***** EXTRACTED MATERIAL *****

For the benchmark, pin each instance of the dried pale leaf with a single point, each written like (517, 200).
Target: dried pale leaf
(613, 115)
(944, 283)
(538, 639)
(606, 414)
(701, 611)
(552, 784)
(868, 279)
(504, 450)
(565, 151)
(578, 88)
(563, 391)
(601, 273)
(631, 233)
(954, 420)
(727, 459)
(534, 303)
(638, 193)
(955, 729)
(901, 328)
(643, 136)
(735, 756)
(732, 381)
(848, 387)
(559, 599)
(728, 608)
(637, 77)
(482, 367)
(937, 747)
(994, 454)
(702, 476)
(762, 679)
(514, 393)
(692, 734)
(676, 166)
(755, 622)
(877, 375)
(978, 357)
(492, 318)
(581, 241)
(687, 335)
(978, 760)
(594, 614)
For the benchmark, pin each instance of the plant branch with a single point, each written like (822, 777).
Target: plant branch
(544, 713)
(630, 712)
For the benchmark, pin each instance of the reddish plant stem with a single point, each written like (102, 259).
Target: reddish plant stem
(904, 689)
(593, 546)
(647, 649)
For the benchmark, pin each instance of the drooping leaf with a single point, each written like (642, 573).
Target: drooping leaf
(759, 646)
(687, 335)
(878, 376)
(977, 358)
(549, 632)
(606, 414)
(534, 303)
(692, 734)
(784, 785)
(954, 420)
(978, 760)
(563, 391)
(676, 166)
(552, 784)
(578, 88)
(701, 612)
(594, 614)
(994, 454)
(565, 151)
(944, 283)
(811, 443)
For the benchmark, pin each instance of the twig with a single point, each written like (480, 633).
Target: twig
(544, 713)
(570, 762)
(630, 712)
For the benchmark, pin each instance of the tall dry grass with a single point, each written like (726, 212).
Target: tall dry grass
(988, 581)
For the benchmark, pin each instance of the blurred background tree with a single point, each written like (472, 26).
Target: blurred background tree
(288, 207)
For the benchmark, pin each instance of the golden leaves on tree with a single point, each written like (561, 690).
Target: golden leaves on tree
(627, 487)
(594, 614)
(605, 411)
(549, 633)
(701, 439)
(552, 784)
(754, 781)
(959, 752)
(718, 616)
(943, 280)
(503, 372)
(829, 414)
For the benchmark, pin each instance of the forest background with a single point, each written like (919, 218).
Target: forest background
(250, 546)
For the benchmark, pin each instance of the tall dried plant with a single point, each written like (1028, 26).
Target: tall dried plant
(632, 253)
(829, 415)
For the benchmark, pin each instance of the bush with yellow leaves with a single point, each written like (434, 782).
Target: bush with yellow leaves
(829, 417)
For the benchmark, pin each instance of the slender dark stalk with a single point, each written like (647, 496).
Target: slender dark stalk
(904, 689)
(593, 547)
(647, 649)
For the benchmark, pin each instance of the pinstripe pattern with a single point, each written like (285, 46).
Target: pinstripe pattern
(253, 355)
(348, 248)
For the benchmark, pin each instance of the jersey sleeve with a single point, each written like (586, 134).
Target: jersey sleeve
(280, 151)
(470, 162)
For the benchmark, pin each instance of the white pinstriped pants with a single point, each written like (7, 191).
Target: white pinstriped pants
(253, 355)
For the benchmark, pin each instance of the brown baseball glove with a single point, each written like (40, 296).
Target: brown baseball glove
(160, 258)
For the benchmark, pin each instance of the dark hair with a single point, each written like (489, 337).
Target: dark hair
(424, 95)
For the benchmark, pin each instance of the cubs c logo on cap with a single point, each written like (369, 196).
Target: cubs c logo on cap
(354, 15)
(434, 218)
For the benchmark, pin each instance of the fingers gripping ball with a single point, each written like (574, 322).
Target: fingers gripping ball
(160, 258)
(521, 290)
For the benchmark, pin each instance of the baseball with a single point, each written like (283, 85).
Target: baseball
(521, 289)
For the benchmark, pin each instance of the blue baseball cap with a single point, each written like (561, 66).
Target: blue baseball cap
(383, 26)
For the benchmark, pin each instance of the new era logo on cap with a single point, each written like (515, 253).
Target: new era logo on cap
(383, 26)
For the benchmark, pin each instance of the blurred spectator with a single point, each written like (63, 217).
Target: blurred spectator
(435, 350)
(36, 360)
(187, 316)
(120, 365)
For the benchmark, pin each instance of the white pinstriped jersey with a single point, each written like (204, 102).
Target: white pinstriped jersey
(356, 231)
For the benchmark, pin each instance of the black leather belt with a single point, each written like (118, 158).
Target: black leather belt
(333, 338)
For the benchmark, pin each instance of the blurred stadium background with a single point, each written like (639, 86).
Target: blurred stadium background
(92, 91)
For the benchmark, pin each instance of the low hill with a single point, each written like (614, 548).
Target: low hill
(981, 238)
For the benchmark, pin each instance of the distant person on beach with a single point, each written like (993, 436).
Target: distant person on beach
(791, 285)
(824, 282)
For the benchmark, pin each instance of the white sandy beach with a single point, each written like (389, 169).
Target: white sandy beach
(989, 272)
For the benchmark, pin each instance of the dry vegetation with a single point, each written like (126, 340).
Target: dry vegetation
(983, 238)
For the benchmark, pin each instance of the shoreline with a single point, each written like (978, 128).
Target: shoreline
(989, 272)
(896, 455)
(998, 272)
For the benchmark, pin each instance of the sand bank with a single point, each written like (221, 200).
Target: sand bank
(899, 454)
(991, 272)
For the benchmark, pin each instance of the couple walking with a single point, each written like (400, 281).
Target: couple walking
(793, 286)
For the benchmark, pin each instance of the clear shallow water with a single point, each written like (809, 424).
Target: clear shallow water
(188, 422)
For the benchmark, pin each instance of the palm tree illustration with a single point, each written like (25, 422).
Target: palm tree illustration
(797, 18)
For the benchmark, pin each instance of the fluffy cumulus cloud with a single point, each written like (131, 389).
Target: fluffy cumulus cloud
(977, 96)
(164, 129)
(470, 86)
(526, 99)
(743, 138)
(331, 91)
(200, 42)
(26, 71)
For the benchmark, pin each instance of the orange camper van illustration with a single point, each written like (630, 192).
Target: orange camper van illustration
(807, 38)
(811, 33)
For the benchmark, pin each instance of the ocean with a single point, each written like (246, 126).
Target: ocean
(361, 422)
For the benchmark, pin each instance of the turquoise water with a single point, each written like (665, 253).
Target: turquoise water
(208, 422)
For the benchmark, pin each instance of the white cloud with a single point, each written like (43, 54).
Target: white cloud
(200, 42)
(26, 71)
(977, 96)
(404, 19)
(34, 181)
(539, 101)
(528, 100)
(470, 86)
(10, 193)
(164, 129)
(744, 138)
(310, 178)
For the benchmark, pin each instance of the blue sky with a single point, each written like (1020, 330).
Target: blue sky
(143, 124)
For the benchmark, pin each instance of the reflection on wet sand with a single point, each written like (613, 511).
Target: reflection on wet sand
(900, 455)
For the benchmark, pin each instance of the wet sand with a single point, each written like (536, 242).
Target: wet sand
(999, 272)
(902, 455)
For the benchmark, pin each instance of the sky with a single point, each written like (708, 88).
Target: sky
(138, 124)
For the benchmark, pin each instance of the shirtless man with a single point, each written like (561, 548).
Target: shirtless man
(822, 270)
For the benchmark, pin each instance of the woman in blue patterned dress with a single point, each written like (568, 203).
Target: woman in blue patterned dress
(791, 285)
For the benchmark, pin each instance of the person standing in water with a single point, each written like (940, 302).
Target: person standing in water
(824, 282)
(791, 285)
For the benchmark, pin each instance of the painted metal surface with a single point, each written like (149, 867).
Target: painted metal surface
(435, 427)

*****

### YOUR INSTRUCTIONS
Copy out every line, starting with the line that contains "For the benchmark, pin each instance of the blue sky" and going on through the end of the records, and shift each answer point by adding 35 to both of its coordinates. Leave all other lines as they are, including the sample coordinates they show.

### EXPECTED ANSWER
For the benchmark, pin each instance of the blue sky with a single point, each written like (1020, 330).
Target: blue sky
(178, 159)
For the benchmark, pin each instance of the reflection on wet sand with a single point, each written like (613, 511).
Target: reflection on wet sand
(935, 490)
For the benchmark, pin each instance of the wet sand with a single point, each written like (536, 242).
Target: wet sand
(1034, 307)
(937, 490)
For the benchmark, pin each instance of the sky with a single point, each written like (708, 88).
Target: sky
(173, 159)
For the benchmark, pin each instance of the shirtless man with a single point, each written like (561, 548).
Target: shirtless man
(857, 305)
For the benchmark, pin each instance of the woman in blue patterned dress with a single point, each written like (568, 203).
Target: woman in blue patterned dress
(826, 320)
For the benchmark, pin each instance of the person standing in water with a single point, each written like (940, 302).
Target: person standing in water
(859, 317)
(826, 320)
For the benchmark, pin each instance of the painted metal surface with a single point, each written like (149, 867).
Target: painted metal surface
(470, 462)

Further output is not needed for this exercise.